EXERCISE =>
Take the entries that follow and write each one out exactly.
>>>
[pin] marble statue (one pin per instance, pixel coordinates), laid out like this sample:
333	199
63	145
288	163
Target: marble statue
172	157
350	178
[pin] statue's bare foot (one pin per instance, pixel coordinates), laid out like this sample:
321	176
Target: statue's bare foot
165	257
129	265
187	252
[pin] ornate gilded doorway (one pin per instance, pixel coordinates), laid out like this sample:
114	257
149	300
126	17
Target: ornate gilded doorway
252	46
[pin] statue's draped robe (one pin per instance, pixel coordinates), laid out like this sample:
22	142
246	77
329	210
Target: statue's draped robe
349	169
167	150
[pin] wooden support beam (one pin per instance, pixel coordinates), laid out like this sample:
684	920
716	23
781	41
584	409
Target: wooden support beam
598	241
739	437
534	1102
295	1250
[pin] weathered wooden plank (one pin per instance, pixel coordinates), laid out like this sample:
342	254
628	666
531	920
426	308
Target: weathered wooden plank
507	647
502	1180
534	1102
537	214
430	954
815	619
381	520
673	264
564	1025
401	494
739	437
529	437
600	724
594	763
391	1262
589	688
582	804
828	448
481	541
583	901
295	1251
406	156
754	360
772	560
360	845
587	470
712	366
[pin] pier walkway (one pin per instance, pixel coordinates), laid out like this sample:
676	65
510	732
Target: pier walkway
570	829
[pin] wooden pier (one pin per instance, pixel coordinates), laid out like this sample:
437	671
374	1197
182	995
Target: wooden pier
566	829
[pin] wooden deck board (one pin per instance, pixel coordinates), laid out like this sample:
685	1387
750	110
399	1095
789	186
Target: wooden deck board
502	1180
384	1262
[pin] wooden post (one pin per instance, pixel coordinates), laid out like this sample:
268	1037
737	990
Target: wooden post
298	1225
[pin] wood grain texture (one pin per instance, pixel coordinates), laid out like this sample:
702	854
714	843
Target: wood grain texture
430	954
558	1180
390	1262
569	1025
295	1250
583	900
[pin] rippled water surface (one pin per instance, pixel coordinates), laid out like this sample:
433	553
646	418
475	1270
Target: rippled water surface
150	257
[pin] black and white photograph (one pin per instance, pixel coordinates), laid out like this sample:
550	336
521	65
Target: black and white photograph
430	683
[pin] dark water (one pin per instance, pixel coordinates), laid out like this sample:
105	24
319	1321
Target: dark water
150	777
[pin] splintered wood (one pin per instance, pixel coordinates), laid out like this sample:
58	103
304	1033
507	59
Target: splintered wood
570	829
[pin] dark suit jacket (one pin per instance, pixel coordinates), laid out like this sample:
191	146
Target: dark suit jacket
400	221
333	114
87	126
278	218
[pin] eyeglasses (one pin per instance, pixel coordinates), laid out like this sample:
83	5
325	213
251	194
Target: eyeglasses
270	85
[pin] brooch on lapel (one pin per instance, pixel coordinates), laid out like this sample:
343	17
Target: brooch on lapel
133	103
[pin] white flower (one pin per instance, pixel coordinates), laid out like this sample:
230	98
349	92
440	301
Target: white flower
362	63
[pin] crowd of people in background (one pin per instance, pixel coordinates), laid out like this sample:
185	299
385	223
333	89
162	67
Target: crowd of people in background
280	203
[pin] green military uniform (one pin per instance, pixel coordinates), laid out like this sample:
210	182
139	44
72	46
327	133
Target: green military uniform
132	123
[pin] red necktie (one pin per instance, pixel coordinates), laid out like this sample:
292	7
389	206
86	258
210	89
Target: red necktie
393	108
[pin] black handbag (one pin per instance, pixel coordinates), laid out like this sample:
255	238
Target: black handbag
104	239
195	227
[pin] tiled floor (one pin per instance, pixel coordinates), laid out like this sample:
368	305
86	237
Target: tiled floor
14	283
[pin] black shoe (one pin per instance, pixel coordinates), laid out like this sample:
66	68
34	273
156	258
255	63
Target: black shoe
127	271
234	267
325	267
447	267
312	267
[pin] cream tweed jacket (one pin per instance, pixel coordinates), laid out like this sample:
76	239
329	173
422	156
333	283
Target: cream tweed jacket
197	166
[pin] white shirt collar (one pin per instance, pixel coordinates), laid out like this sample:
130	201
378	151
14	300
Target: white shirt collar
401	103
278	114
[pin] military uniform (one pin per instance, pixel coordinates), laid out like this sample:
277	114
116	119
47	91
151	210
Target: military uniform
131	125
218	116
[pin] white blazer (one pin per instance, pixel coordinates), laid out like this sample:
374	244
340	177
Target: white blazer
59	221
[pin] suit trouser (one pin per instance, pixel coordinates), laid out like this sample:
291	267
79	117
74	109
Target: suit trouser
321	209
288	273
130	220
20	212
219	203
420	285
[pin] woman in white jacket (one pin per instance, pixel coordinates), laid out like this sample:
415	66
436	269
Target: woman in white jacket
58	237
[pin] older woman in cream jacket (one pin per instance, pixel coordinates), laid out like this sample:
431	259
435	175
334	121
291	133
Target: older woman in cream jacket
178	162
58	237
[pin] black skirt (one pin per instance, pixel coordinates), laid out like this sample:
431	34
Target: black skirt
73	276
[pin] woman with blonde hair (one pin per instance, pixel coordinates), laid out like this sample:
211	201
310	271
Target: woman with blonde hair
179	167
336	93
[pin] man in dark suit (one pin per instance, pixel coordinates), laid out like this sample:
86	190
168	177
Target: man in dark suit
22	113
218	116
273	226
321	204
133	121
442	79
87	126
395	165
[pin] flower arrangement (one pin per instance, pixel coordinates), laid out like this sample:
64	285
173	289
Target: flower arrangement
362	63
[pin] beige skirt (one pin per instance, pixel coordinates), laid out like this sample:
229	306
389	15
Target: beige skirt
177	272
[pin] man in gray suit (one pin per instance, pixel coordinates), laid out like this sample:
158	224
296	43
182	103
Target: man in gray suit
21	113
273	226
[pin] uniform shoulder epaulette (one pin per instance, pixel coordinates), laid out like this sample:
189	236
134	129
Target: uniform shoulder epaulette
<<<
ANSWER TO THIS EXERCISE =>
[pin] marble statue (one pin per instance, pixel coordinates), laid out like this sample:
333	199
63	145
288	163
Target: marble statue
172	157
350	178
[pin] statue's bare foot (one pin per instance, pixel coordinates), laid out like this sample:
321	176
Target: statue's bare foot
165	257
129	265
187	252
[pin] ornate gilded doorway (one pin per instance, pixel coordinates), laid out like this sample:
114	257
149	300
126	17
Target: ornate gilded doorway
252	46
[pin] statue's draped robe (one pin per instance, pixel coordinates), laid out like this sample:
22	142
246	77
329	210
Target: statue's draped robe
349	169
167	150
[pin] wooden support beam (one pin per instance, pixel coordinates), laid out like this sample:
684	920
716	23
781	41
584	409
Target: wooden support beam
598	241
739	437
534	1102
295	1250
[pin] weathered wooden plank (one pin per instance, pixel coordinates), laid out like this sample:
342	254
628	666
531	920
426	308
Target: weathered wooden plank
507	647
502	1180
534	1102
537	214
430	954
815	619
381	520
673	264
564	1025
401	494
739	437
529	437
600	724
594	763
391	1262
589	688
582	804
828	448
481	541
583	901
295	1251
406	156
754	360
772	560
360	845
587	470
712	366
[pin] pier walkway (one pin per instance, pixel coordinates), laid out like this sample:
676	65
510	732
Target: pier walkway
570	829
[pin] wooden pier (one pin per instance, pixel coordinates), laid out like this sample:
437	671
374	1197
182	995
Target: wooden pier
566	829
[pin] wooden deck board (one pin per instance, pixel coordinates), laid out like this sample:
685	1387
750	110
399	1095
789	186
Target: wooden deck board
502	1180
384	1262
[pin] wooden post (one pin per instance, pixel coordinates), laid out like this sample:
268	1037
737	990
Target: wooden post
298	1225
[pin] wood grain texture (one pin per instance, pixel coordinates), laid out like this sample:
702	854
714	843
Target: wood grain texture
430	954
558	1180
390	1262
569	1025
295	1250
583	900
[pin] rippled water surface (one pin per instance, pixel coordinates), laid out like this sample:
433	553
646	418
475	1270
Target: rippled water surface
150	257
[pin] black and white photograph (one pin per instance, pixel coordinates), laid out like this sample:
550	336
521	65
Target: black and white photograph
430	683
[pin] dark water (one pin per instance, pixel coordinates), laid out like this sample:
105	24
319	1321
Target: dark water
150	777
[pin] splintered wood (one pin per instance, pixel coordinates), laid out like this sample:
58	103
304	1033
507	59
Target: splintered wood
570	829
[pin] dark suit jacket (one pin per instance, pixel coordinates), laid out like this sample:
191	146
Target: dark suit jacket
400	221
333	114
87	126
278	218
[pin] eyeglasses (one pin per instance, pixel coordinates), laid out like this sample:
83	5
325	213
251	194
Target: eyeglasses
270	85
[pin] brooch on lapel (one pin per instance, pixel coordinates), laid out like this sample:
343	17
Target: brooch on lapel
133	103
[pin] white flower (one pin per instance, pixel coordinates), laid out like this sample:
230	98
349	92
440	301
Target: white flower
362	63
[pin] crowd of people in background (one pin per instance, pixel coordinates), laid out like this sample:
185	299
385	223
333	89
162	67
Target: crowd of people in background
280	203
[pin] green military uniform (one pin per instance, pixel coordinates), laid out like this sample:
210	182
139	44
72	46
327	133
Target: green military uniform
132	123
[pin] red necktie (one pin per instance, pixel coordinates), laid out like this sample:
292	7
389	206
86	258
210	89
Target: red necktie
393	108
[pin] black handbag (one pin per instance, pixel coordinates), laid out like this sample:
255	238
Target: black handbag
104	239
195	227
[pin] tiled floor (one pin per instance, pixel coordinates), laid out like this sample:
368	305
86	237
Target: tiled floor
14	283
[pin] black shoe (one pin per instance, pixel coordinates), laid out like this sample:
66	68
34	273
156	258
255	63
Target: black shoe
127	271
234	267
325	267
447	267
312	267
[pin] cream tweed jacket (one pin per instance, pixel coordinates), laid out like this sample:
76	239
329	173
422	156
333	283
Target: cream tweed jacket
197	166
[pin] white shirt collar (one pin per instance, pixel coordinates), laid out like this sample:
130	201
378	151
14	300
Target: white shirt collar
401	103
278	114
[pin] military uniform (one pin per instance, pixel coordinates), laid out like this sample:
277	114
116	119
47	91
151	210
Target: military uniform
131	125
218	116
[pin] white blazer (one pin per instance, pixel coordinates), laid out like this sample:
374	244
340	177
Target: white blazer
59	221
[pin] suit trouser (one pin per instance, pixel coordinates), laid out like this sample:
291	267
79	117
74	109
Target: suit trouser
321	209
288	273
130	220
20	212
219	203
420	285
[pin] woman in white jacket (one pin per instance, pixel coordinates), laid out like this sample:
415	66
436	269
Target: woman in white jacket
58	237
[pin] older woman in cream jacket (one pin per instance, pixel coordinates), laid out like this sample:
431	259
435	175
334	121
291	133
Target: older woman in cream jacket
178	162
58	237
[pin] black skirt (one pin per instance, pixel coordinates), laid out like this sample:
431	34
Target: black skirt
73	276
[pin] woman with blonde hair (one pin per instance, pixel coordinates), laid out like this sample:
211	201
310	271
Target: woman with blonde hair
179	167
336	93
[pin] man in dark suit (one pin per instance, pixel coordinates), laid out like this sample:
86	190
168	177
Target: man in dark suit
22	113
218	116
273	226
321	204
133	121
442	79
87	126
395	165
[pin] flower arrangement (one pin per instance, pixel coordinates), laid out like this sample:
64	285
173	289
Target: flower arrangement
362	63
[pin] beige skirt (one pin per instance, pixel coordinates), laid out like this sample:
229	306
389	15
Target: beige skirt
177	272
[pin] man in gray suit (one pin per instance, pixel coordinates), laid out like this sample:
158	224
296	43
182	103
Target: man in gray suit
21	113
273	226
[pin] uniform shoulder epaulette (one pin per instance, pixel coordinates), laid out like this sample:
189	236
134	129
Target: uniform shoulder epaulette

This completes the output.